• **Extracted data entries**
-- BEGIN --
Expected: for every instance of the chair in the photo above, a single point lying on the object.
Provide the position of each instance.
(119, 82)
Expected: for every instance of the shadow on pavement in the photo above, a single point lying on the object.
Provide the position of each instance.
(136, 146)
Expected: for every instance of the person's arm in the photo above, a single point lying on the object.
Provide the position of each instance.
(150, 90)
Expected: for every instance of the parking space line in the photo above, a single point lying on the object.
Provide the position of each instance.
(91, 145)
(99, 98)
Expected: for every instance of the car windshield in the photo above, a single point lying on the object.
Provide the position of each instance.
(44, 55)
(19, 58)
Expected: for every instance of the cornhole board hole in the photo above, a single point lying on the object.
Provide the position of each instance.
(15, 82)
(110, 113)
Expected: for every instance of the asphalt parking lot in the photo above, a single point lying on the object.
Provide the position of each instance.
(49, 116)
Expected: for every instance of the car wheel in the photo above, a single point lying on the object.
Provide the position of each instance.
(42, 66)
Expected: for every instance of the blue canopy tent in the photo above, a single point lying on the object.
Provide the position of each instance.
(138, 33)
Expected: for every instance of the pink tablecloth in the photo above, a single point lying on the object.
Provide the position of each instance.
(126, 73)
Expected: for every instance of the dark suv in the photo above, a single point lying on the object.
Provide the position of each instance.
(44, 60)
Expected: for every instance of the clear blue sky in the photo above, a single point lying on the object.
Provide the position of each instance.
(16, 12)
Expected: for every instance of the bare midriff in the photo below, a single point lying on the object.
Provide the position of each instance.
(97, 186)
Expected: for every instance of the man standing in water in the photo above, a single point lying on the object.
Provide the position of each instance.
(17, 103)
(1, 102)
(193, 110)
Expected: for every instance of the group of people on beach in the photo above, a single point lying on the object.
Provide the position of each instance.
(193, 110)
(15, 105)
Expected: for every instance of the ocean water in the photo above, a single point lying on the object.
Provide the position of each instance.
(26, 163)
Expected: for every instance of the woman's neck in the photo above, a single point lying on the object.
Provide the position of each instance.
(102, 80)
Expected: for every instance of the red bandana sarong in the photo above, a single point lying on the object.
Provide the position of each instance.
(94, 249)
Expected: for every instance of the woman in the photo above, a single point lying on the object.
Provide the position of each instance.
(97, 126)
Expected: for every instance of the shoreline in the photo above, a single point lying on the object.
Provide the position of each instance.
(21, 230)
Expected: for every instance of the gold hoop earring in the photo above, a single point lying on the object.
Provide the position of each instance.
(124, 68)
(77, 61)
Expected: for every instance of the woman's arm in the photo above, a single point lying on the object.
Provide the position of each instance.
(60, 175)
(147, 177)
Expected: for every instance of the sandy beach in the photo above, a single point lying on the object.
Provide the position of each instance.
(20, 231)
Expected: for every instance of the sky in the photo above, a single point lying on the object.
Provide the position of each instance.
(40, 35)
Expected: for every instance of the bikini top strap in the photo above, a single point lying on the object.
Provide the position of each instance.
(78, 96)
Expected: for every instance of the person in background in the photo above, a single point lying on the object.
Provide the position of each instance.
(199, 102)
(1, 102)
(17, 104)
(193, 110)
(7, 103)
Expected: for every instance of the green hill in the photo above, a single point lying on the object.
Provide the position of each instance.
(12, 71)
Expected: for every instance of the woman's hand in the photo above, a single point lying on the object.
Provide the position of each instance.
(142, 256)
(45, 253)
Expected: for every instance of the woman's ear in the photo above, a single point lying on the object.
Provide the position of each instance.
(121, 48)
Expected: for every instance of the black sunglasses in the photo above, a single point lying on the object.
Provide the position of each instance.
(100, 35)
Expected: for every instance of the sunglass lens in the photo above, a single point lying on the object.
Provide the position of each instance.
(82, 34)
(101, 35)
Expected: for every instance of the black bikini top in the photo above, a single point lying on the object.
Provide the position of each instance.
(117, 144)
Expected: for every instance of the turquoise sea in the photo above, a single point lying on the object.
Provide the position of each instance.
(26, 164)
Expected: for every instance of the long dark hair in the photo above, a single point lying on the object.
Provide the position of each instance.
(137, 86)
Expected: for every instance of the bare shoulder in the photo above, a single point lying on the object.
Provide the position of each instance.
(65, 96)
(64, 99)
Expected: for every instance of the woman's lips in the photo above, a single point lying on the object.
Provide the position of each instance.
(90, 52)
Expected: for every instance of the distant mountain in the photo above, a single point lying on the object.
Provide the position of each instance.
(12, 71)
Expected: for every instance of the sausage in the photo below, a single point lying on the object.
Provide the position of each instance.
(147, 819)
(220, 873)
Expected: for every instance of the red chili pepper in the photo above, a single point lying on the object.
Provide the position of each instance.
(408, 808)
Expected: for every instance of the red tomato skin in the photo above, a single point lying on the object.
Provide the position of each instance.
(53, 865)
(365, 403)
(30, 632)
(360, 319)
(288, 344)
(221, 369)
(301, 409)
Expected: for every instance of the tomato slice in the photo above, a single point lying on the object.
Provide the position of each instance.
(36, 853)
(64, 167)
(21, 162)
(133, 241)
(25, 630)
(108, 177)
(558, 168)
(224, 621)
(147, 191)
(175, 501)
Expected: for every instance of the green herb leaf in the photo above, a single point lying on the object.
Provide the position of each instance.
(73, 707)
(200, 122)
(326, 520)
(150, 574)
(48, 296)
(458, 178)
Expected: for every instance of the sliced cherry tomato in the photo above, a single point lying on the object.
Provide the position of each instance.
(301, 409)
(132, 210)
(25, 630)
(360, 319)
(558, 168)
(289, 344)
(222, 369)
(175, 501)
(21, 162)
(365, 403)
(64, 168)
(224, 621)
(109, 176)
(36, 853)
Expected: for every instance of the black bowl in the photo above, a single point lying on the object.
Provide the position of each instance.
-- END --
• **Work required**
Retype the part of the items above that starts with the line containing "Expected: for every instance of the black bowl" and continues through the final line of the items, keeping every word and character unchanged.

• **Answer to this task**
Expected: for every instance of the black bowl in the photo above, a single point lying on the object.
Provide the position of each instance.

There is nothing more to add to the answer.